THE EXERCISE -> Starting at the line with "Target: man's hand" in it, reproduce each line below through the last one, exactly, and include nothing else.

Dataset excerpts on object pointing ->
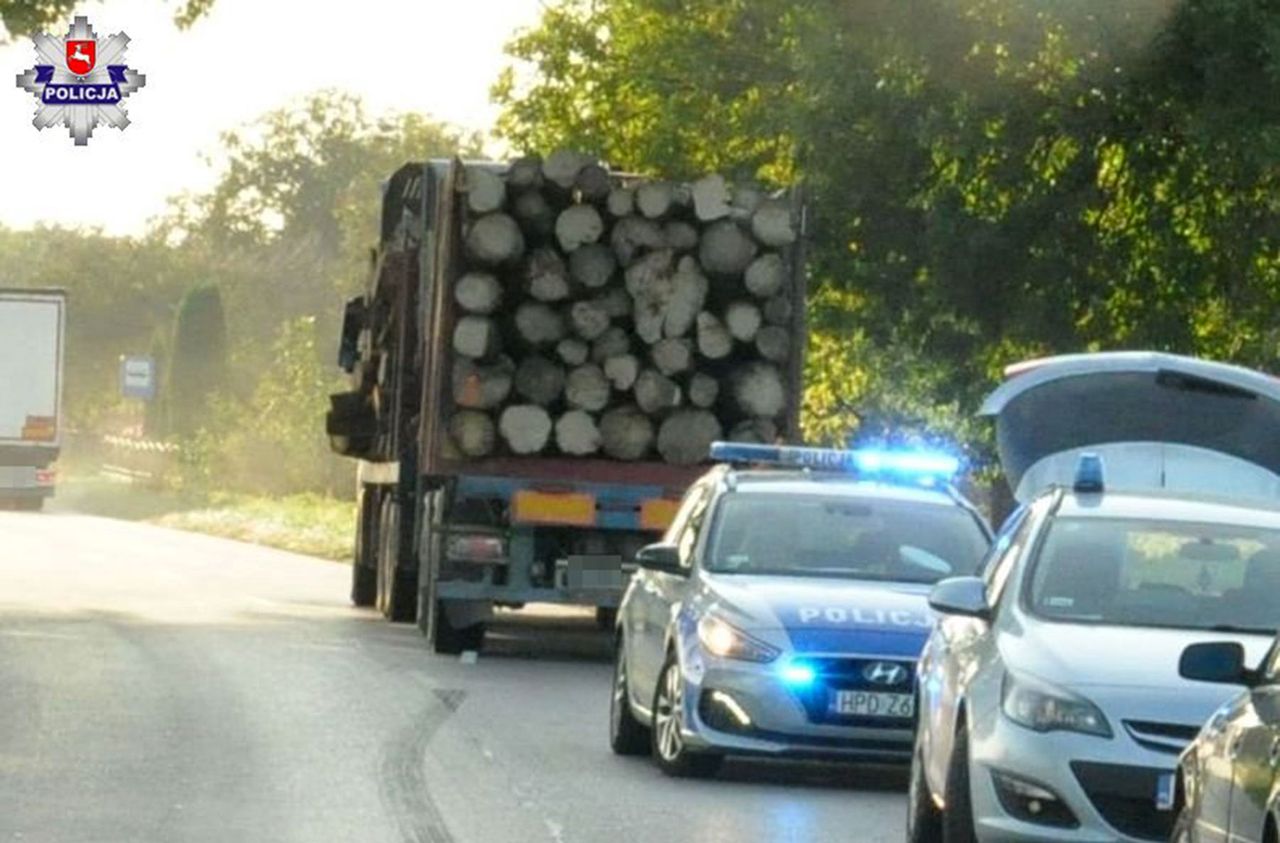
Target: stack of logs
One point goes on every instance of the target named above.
(606, 316)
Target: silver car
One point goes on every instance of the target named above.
(1051, 704)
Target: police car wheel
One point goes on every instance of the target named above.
(668, 722)
(923, 818)
(1183, 828)
(958, 818)
(627, 736)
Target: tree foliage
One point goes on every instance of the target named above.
(990, 179)
(26, 17)
(196, 370)
(283, 236)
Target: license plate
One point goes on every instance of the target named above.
(1165, 792)
(869, 704)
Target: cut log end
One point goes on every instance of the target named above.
(475, 337)
(487, 192)
(577, 434)
(588, 388)
(539, 324)
(772, 224)
(726, 250)
(766, 275)
(593, 265)
(478, 293)
(577, 225)
(656, 393)
(525, 427)
(714, 342)
(773, 343)
(481, 386)
(494, 239)
(654, 198)
(472, 433)
(539, 380)
(743, 320)
(703, 390)
(686, 436)
(758, 390)
(626, 434)
(572, 351)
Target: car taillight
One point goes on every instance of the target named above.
(484, 549)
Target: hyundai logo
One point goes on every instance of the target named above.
(885, 673)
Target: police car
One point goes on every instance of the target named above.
(785, 608)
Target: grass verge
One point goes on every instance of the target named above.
(312, 525)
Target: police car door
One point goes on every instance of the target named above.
(659, 594)
(1256, 757)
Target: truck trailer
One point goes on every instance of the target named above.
(448, 530)
(32, 324)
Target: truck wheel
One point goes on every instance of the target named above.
(451, 640)
(364, 572)
(670, 751)
(397, 590)
(627, 736)
(364, 585)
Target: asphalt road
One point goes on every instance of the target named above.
(170, 687)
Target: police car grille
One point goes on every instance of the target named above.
(835, 674)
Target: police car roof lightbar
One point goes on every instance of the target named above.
(917, 463)
(1089, 476)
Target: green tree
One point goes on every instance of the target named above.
(990, 179)
(197, 367)
(24, 17)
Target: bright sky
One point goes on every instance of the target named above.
(246, 58)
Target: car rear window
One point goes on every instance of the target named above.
(1159, 573)
(840, 536)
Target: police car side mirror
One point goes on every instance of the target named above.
(961, 596)
(659, 557)
(1217, 661)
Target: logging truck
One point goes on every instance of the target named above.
(540, 360)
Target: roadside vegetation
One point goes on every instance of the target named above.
(988, 181)
(307, 523)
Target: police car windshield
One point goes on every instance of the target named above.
(841, 536)
(1157, 573)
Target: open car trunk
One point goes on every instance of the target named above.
(1159, 421)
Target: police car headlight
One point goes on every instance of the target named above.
(727, 641)
(1045, 708)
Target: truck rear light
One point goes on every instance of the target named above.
(483, 549)
(41, 429)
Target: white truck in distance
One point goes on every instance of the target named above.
(32, 323)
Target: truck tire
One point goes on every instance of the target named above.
(364, 564)
(451, 640)
(397, 589)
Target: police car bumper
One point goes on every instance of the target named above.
(740, 708)
(1059, 786)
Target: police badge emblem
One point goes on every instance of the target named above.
(78, 83)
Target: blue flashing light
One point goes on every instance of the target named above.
(798, 674)
(1089, 475)
(918, 464)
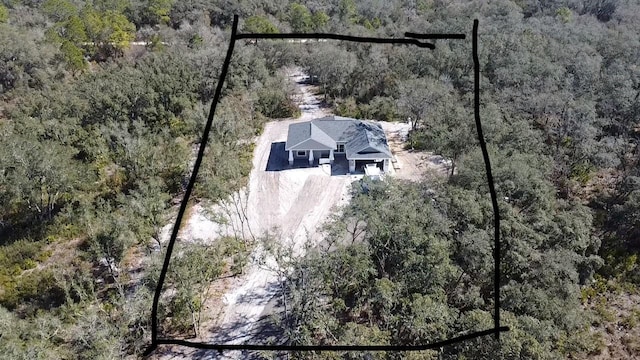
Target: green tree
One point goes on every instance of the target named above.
(300, 18)
(259, 24)
(4, 14)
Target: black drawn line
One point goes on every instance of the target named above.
(497, 329)
(431, 346)
(492, 188)
(338, 37)
(435, 36)
(187, 194)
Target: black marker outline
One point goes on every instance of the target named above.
(435, 345)
(398, 41)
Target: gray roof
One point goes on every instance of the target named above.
(363, 139)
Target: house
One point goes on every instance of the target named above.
(360, 142)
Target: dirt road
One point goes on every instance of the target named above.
(295, 201)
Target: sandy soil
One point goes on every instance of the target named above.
(295, 201)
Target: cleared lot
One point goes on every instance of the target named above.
(294, 201)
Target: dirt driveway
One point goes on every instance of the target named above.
(295, 201)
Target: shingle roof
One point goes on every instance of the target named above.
(363, 139)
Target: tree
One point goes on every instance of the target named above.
(300, 18)
(259, 24)
(4, 14)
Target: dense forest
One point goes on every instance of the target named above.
(103, 103)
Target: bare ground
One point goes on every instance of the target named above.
(293, 201)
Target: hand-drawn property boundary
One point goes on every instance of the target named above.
(410, 39)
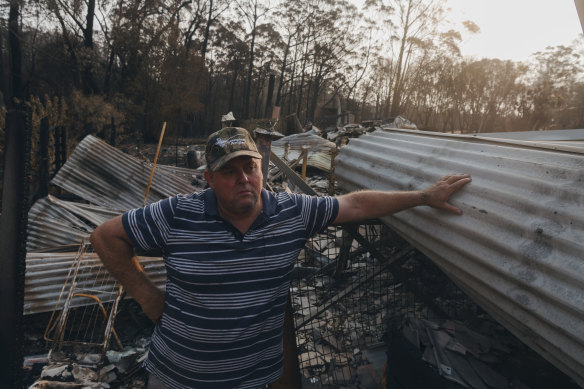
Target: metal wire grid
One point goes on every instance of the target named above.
(83, 328)
(345, 292)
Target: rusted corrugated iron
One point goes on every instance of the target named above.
(47, 273)
(566, 138)
(113, 182)
(320, 150)
(54, 222)
(105, 176)
(517, 249)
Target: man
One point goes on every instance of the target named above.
(229, 251)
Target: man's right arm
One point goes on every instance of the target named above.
(115, 249)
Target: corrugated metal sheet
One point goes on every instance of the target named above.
(572, 138)
(113, 182)
(518, 248)
(105, 176)
(47, 275)
(53, 222)
(320, 150)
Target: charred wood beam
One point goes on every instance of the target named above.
(13, 225)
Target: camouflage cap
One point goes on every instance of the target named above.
(228, 143)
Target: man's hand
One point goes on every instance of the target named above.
(116, 251)
(437, 195)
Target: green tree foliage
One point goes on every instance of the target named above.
(187, 62)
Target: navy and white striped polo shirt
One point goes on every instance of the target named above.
(226, 292)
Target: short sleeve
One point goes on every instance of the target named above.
(149, 227)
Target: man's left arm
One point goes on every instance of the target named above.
(363, 205)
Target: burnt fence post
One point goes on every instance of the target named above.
(13, 224)
(43, 184)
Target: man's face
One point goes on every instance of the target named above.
(237, 186)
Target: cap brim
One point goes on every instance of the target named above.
(218, 164)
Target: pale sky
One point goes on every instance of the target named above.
(515, 29)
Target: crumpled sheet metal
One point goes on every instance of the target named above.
(53, 222)
(517, 248)
(104, 175)
(320, 150)
(47, 273)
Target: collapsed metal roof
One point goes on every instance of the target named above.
(516, 250)
(572, 138)
(47, 274)
(320, 150)
(112, 182)
(104, 175)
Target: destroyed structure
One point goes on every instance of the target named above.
(370, 310)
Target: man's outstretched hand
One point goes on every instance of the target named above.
(437, 195)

FINAL ANSWER ->
Target: man's hand
One point goes on every instance of the target named above.
(116, 251)
(437, 195)
Target: green tree foliage
One point goes on every instance of the target named above.
(187, 62)
Target: navy and white striped polo shirt
One point goes on every instance of the target named above.
(226, 292)
Target: short sleeve
One point goes on every instance of the target named above.
(149, 227)
Target: man's left arm
One point goes on every instance of the target named above.
(363, 205)
Target: burnt fence post
One point goes on every instance of the target named above.
(13, 224)
(43, 184)
Target: man's face
One point goes on every instance of the target named above.
(237, 186)
Target: cap brim
One point goes on every instance of the target named above.
(218, 164)
Target: pale sky
One point goes on every instance of the target named above.
(515, 29)
Target: crumpled sheet metal
One point goes on every instance of the target named above.
(53, 222)
(517, 248)
(104, 175)
(320, 150)
(47, 273)
Target: collapsed metal roof
One point goes on every instance of the target named above.
(516, 250)
(572, 138)
(47, 274)
(320, 150)
(112, 182)
(104, 175)
Target: destroyed structure
One point goes on every instance of the target named above.
(370, 310)
Target: man's outstretched hand
One point goes on every instance of the target named above.
(437, 195)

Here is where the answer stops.